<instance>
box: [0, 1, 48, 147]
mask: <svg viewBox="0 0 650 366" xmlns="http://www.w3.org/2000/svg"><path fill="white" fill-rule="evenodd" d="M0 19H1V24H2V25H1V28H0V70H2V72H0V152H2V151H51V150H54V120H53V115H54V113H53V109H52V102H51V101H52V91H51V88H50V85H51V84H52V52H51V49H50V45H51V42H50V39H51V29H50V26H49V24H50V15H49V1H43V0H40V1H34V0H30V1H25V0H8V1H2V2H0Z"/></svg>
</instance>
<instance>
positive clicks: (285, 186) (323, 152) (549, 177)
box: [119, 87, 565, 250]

_What to do_.
Exactly as they appear above, set down all of the records once more.

_Solution_.
<instance>
box: [0, 1, 48, 147]
mask: <svg viewBox="0 0 650 366" xmlns="http://www.w3.org/2000/svg"><path fill="white" fill-rule="evenodd" d="M0 19H1V24H2V25H1V28H0V70H2V72H0V152H2V151H51V150H54V120H53V115H54V113H53V109H52V102H51V101H52V91H51V88H50V85H51V84H52V52H51V49H50V45H51V42H50V39H51V29H50V26H49V24H50V15H49V1H43V0H40V1H34V0H30V1H25V0H8V1H2V2H0Z"/></svg>
</instance>
<instance>
positive clicks: (285, 186) (323, 152) (549, 177)
box: [119, 87, 565, 250]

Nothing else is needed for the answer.